◆ Prompt
Rewrite everything from the line containing "point: long rosemary" down to the end of the records, requests included, scaling each answer coordinate by 0.55 and rounding to whole numbers with halves going up. Keep the requests and their sample coordinates unchanged, and leave the pictures out.

◆ Stored items
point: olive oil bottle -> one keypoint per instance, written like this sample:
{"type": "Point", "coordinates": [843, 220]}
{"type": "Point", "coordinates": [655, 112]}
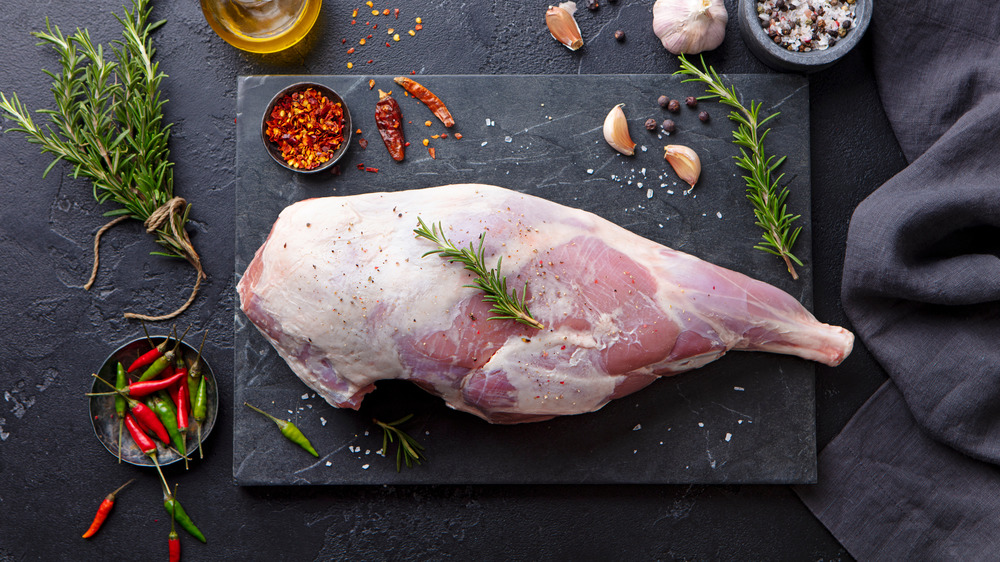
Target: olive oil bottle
{"type": "Point", "coordinates": [261, 26]}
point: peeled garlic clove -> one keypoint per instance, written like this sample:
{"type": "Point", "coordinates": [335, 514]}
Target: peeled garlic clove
{"type": "Point", "coordinates": [684, 161]}
{"type": "Point", "coordinates": [563, 26]}
{"type": "Point", "coordinates": [690, 26]}
{"type": "Point", "coordinates": [616, 131]}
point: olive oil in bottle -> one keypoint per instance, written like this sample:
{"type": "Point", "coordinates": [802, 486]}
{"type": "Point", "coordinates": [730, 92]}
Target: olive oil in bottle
{"type": "Point", "coordinates": [261, 26]}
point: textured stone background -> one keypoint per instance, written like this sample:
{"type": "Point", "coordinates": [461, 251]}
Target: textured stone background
{"type": "Point", "coordinates": [53, 334]}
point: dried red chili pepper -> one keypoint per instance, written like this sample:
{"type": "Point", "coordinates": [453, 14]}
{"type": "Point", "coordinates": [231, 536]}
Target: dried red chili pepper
{"type": "Point", "coordinates": [389, 120]}
{"type": "Point", "coordinates": [432, 102]}
{"type": "Point", "coordinates": [307, 127]}
{"type": "Point", "coordinates": [103, 510]}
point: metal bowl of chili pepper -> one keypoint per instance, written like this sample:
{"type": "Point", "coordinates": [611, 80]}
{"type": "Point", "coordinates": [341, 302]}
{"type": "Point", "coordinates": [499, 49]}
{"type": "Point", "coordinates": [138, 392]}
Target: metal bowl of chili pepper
{"type": "Point", "coordinates": [306, 127]}
{"type": "Point", "coordinates": [152, 397]}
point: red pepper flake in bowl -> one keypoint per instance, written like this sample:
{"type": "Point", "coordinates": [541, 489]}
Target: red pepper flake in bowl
{"type": "Point", "coordinates": [307, 128]}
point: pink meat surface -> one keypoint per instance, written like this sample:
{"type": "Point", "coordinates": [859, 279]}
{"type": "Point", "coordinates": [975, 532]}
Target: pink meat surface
{"type": "Point", "coordinates": [342, 293]}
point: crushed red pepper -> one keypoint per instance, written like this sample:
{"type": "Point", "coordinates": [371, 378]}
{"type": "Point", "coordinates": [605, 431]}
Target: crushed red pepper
{"type": "Point", "coordinates": [307, 128]}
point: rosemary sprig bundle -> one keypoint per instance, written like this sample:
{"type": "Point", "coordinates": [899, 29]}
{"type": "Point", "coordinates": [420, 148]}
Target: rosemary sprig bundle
{"type": "Point", "coordinates": [408, 451]}
{"type": "Point", "coordinates": [108, 123]}
{"type": "Point", "coordinates": [506, 306]}
{"type": "Point", "coordinates": [763, 189]}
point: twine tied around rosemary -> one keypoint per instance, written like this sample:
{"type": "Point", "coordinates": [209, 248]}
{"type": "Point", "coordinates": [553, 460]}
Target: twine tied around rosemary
{"type": "Point", "coordinates": [166, 214]}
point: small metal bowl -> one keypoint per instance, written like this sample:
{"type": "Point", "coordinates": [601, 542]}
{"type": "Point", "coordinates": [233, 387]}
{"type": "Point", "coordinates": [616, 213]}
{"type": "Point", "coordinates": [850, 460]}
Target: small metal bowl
{"type": "Point", "coordinates": [272, 147]}
{"type": "Point", "coordinates": [779, 58]}
{"type": "Point", "coordinates": [105, 420]}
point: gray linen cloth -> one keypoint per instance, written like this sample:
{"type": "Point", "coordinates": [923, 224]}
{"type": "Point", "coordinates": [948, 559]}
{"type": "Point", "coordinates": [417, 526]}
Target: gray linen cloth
{"type": "Point", "coordinates": [915, 475]}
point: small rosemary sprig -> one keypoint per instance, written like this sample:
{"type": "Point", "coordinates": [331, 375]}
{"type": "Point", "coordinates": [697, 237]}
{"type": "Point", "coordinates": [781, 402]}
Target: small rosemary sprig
{"type": "Point", "coordinates": [506, 306]}
{"type": "Point", "coordinates": [408, 451]}
{"type": "Point", "coordinates": [763, 191]}
{"type": "Point", "coordinates": [108, 123]}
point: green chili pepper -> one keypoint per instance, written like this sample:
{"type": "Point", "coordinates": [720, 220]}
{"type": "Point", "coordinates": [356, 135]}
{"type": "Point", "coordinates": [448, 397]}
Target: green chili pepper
{"type": "Point", "coordinates": [165, 410]}
{"type": "Point", "coordinates": [289, 430]}
{"type": "Point", "coordinates": [121, 381]}
{"type": "Point", "coordinates": [199, 408]}
{"type": "Point", "coordinates": [163, 362]}
{"type": "Point", "coordinates": [178, 514]}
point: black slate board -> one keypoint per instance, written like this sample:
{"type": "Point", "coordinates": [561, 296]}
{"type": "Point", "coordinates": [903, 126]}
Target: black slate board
{"type": "Point", "coordinates": [747, 418]}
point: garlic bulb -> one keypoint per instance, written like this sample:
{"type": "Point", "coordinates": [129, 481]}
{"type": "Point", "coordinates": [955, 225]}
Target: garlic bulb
{"type": "Point", "coordinates": [684, 161]}
{"type": "Point", "coordinates": [616, 131]}
{"type": "Point", "coordinates": [690, 26]}
{"type": "Point", "coordinates": [563, 26]}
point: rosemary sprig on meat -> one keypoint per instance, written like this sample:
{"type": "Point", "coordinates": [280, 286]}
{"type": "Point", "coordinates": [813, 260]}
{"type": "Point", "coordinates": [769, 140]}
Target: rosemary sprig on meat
{"type": "Point", "coordinates": [763, 189]}
{"type": "Point", "coordinates": [108, 123]}
{"type": "Point", "coordinates": [506, 306]}
{"type": "Point", "coordinates": [408, 451]}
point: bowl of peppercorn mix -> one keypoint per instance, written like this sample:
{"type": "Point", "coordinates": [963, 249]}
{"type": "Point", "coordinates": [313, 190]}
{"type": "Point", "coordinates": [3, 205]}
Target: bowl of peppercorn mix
{"type": "Point", "coordinates": [802, 35]}
{"type": "Point", "coordinates": [306, 127]}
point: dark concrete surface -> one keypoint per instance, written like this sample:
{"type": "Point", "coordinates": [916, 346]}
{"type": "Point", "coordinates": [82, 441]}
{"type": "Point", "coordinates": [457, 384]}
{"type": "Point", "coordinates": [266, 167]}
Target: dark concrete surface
{"type": "Point", "coordinates": [53, 334]}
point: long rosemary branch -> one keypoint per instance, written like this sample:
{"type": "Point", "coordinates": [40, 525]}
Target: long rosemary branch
{"type": "Point", "coordinates": [763, 190]}
{"type": "Point", "coordinates": [108, 124]}
{"type": "Point", "coordinates": [506, 306]}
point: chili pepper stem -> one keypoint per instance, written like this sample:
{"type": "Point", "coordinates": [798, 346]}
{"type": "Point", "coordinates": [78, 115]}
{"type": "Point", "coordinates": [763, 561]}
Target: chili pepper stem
{"type": "Point", "coordinates": [156, 462]}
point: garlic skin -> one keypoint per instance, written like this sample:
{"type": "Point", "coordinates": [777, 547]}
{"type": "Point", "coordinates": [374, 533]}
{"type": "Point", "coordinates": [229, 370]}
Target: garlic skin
{"type": "Point", "coordinates": [616, 131]}
{"type": "Point", "coordinates": [690, 26]}
{"type": "Point", "coordinates": [563, 26]}
{"type": "Point", "coordinates": [685, 163]}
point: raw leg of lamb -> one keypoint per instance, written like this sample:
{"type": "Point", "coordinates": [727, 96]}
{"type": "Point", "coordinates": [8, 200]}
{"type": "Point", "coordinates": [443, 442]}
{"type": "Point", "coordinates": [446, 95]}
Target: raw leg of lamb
{"type": "Point", "coordinates": [342, 293]}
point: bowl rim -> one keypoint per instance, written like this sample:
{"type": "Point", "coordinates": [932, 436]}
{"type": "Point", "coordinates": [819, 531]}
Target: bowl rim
{"type": "Point", "coordinates": [773, 55]}
{"type": "Point", "coordinates": [329, 92]}
{"type": "Point", "coordinates": [164, 455]}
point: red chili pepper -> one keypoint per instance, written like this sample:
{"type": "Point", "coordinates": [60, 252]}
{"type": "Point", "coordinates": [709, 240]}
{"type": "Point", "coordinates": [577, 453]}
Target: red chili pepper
{"type": "Point", "coordinates": [151, 355]}
{"type": "Point", "coordinates": [144, 443]}
{"type": "Point", "coordinates": [389, 120]}
{"type": "Point", "coordinates": [148, 419]}
{"type": "Point", "coordinates": [432, 102]}
{"type": "Point", "coordinates": [145, 388]}
{"type": "Point", "coordinates": [143, 414]}
{"type": "Point", "coordinates": [103, 510]}
{"type": "Point", "coordinates": [182, 400]}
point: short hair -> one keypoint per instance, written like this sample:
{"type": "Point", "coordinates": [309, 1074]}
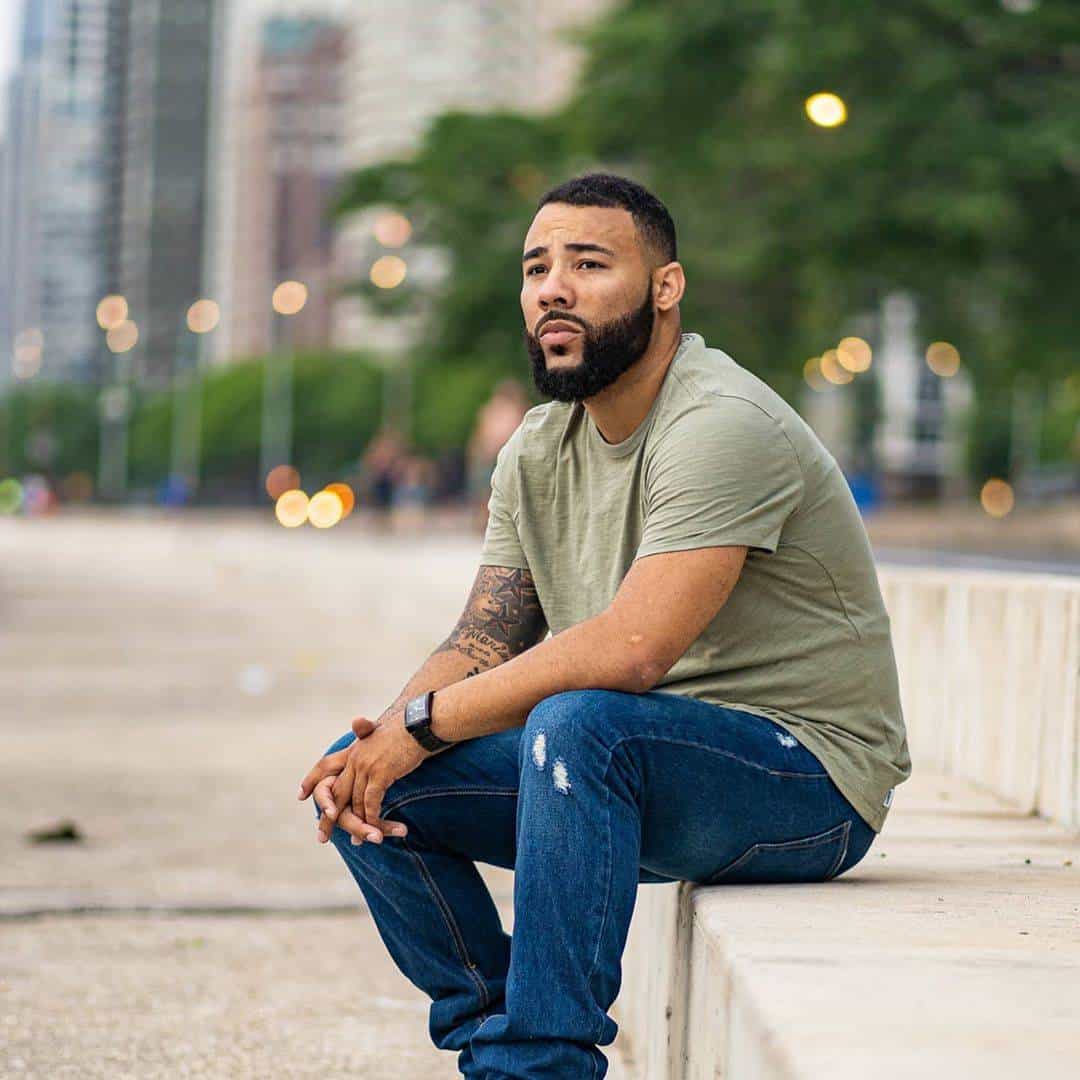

◆ Answer in full
point: long rosemary branch -> one keypoint per instance, written like this sample:
{"type": "Point", "coordinates": [40, 525]}
Target: long rosemary branch
{"type": "Point", "coordinates": [420, 105]}
{"type": "Point", "coordinates": [59, 68]}
{"type": "Point", "coordinates": [278, 168]}
point: chili pepper stem -> one keypoint per instance, written like this sample:
{"type": "Point", "coordinates": [798, 346]}
{"type": "Point", "coordinates": [78, 115]}
{"type": "Point", "coordinates": [763, 561]}
Target: chili pepper stem
{"type": "Point", "coordinates": [86, 254]}
point: garlic skin -> one keypoint per instance, written like this sample:
{"type": "Point", "coordinates": [777, 547]}
{"type": "Point", "coordinates": [374, 533]}
{"type": "Point", "coordinates": [229, 370]}
Target: garlic skin
{"type": "Point", "coordinates": [339, 72]}
{"type": "Point", "coordinates": [380, 14]}
{"type": "Point", "coordinates": [310, 14]}
{"type": "Point", "coordinates": [377, 90]}
point: raw leg of lamb -> one keypoint per instance, written like this sample:
{"type": "Point", "coordinates": [727, 96]}
{"type": "Point", "coordinates": [8, 200]}
{"type": "Point", "coordinates": [443, 442]}
{"type": "Point", "coordinates": [446, 95]}
Target: raw leg of lamb
{"type": "Point", "coordinates": [188, 161]}
point: bowl rim -> one keypoint per instance, written like this sample:
{"type": "Point", "coordinates": [932, 436]}
{"type": "Point", "coordinates": [819, 531]}
Target: bowl rim
{"type": "Point", "coordinates": [425, 30]}
{"type": "Point", "coordinates": [181, 51]}
{"type": "Point", "coordinates": [90, 250]}
point: red chili pepper -> one keypoint per instance, written like this sample:
{"type": "Point", "coordinates": [60, 252]}
{"type": "Point", "coordinates": [709, 240]}
{"type": "Point", "coordinates": [577, 453]}
Target: red chili pepper
{"type": "Point", "coordinates": [83, 195]}
{"type": "Point", "coordinates": [79, 244]}
{"type": "Point", "coordinates": [214, 66]}
{"type": "Point", "coordinates": [81, 230]}
{"type": "Point", "coordinates": [238, 56]}
{"type": "Point", "coordinates": [80, 213]}
{"type": "Point", "coordinates": [79, 228]}
{"type": "Point", "coordinates": [57, 281]}
{"type": "Point", "coordinates": [100, 220]}
point: short hair -> one keypoint per instance, written like this sample:
{"type": "Point", "coordinates": [309, 1074]}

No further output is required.